This procession of the Holy Spirit, briefly called _spiration_, is his personal property. Much of what was said respecting the generation of the Son also applies to the spiration of the Holy Spirit, and need not be repeated. The following points of distinction between the two may be noted, however:

(1) Generation is the work of the Father only; spiration is the work of both the Father and the Son.
(2) By generation the Son is enabled to take part in the work of spiration, but the Holy Spirit acquires no such power.
(3) In logical order generation precedes spiration.

It should be remembered, however, that all this _implies no essential subordination_ of the Holy Spirit to the Son.
In _spiration_ as well as in _generation_ there is a communication of the whole of the divine essence, so that the Holy Spirit is on an equality with the Father and the Son.

The doctrine of the procession of the Holy Spirit from the Father and the Son is based on John 15:26, and on the fact that the Spirit is also called the Spirit of Christ and of the Son, Rom. 8:9; Gal. 4:6, and is sent by Christ into the world. _Spiration _may be defined as _that eternal and necessary act of the first and second persons in the Trinity whereby they, within the divine Being, become the ground of the personal subsistence of the Holy Spirit, and put the third person in possession of the whole divine essence, without any division, alienation or change_.

When one begins with the unity of God these personal properties are the means by which Godhead is understood to belong to a distinct mode of subsistence within the undivided substance.

(3) _It is a generation of the personal subsistence rather than of the divine essence of the Son_. Some have spoken as if the Father generated the essence of the Son, but this is equivalent to saying that He generated His own essence, for the essence of both the Father and the Son is exactly the same. _It is better to say that the Father generates the personal subsistence of the Son, but thereby also communicates to Him the divine essence in its entirety_. But in doing this we should guard against the idea that the Father first generated a second person, and then communicated the divine essence to this person, for that would lead to the conclusion that the Son was not generated out of the divine essence, but created out of nothing. _In the work of generation there was a communication of essence_; it was one indivisible act. And in virtue of this communication the Son also has life in Himself. This is in agreement with the statement of Jesus, “_For as the Father hath life in Himself, even so gave He to the Son also to have life in Himself,_” John 5:26.​Altering the personal properties so as to deny the _filioque_ (_fill-ee-oh-qwee_), as do the Eastern Orthoddox, serves to create a new "stream" (using the above analogy of "_fountain_").

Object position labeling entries
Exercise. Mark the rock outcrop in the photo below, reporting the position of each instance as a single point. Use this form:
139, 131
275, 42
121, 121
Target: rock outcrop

* What to do
- A) Reproduce word for word the part of the passage on spiration that opens with the words "(1) Generation is" and closes with "to the Son.".
- B) Quote every one of the object position labeling entries exactly as they appear.
The passage on spiration and the entries have no connection to each other.

* Solutions for each task
- A)
(1) Generation is the work of the Father only; spiration is the work of both the Father and the Son.
(2) By generation the Son is enabled to take part in the work of spiration, but the Holy Spirit acquires no such power.
(3) In logical order generation precedes spiration.

It should be remembered, however, that all this _implies no essential subordination_ of the Holy Spirit to the Son.

- B)
Exercise. Mark the rock outcrop in the photo below, reporting the position of each instance as a single point. Use this form:
139, 131
275, 42
121, 121
Target: rock outcrop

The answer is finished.